** start Data for the task **

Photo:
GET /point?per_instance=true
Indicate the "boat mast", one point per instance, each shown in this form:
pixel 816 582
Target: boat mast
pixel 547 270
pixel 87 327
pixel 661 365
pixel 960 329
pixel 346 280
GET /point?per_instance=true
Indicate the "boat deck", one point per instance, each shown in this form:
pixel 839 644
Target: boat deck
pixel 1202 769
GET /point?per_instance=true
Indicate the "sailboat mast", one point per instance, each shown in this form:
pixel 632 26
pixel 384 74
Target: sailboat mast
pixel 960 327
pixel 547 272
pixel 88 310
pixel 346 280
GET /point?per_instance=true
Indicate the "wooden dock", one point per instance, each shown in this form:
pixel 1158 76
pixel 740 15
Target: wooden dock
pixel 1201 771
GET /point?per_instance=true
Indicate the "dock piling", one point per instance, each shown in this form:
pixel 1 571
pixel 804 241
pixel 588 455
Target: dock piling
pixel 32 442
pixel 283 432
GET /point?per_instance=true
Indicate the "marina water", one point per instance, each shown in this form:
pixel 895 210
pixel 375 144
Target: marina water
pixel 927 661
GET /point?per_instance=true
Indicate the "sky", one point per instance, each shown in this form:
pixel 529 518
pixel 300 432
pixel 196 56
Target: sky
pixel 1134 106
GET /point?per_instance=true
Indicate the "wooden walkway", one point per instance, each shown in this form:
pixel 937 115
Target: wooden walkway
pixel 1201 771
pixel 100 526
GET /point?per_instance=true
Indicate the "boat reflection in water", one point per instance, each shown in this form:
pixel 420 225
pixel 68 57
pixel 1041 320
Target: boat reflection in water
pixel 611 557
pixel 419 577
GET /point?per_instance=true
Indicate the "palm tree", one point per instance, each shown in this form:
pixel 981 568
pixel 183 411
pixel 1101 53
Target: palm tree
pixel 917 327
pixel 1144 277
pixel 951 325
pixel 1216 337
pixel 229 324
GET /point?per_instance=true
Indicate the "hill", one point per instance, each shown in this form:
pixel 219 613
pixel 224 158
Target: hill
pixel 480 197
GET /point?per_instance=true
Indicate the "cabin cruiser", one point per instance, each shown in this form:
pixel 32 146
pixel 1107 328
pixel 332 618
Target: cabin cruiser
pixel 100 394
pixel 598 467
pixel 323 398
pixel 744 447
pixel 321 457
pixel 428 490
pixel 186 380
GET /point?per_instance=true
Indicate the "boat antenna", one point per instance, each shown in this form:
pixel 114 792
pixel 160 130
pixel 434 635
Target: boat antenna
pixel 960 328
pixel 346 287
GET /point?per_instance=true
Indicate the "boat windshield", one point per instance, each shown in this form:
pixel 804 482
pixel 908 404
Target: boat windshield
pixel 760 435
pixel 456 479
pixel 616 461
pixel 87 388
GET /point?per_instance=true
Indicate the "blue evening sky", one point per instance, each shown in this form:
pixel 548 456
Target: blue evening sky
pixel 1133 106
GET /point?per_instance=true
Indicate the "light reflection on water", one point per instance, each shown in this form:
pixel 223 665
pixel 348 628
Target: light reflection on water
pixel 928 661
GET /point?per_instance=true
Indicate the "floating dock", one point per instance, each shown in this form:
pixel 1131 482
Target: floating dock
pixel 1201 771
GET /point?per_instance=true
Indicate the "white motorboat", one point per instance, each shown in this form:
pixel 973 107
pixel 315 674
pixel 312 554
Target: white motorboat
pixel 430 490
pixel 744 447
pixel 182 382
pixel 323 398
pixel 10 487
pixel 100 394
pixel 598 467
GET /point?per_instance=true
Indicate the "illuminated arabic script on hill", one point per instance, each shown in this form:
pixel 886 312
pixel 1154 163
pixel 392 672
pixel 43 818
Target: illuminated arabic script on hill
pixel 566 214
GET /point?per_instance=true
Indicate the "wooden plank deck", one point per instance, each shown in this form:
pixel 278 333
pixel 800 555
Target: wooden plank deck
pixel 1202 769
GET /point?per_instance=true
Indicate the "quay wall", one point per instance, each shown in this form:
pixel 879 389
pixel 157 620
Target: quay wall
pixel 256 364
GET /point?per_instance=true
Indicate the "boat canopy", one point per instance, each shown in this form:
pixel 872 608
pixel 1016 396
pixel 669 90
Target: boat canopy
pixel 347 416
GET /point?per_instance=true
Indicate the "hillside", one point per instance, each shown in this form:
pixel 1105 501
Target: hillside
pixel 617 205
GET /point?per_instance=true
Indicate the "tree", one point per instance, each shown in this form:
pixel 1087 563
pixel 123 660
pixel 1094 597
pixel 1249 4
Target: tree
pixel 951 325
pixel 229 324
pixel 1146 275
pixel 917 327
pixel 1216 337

** end Data for the task **

» **Short problem**:
Collect every line of the records that contains the string "white", matching uppercase and lowercase letters exactly.

» **In response**:
Indicate the "white motorboat", one point per instance, each shown in this form:
Target: white motorboat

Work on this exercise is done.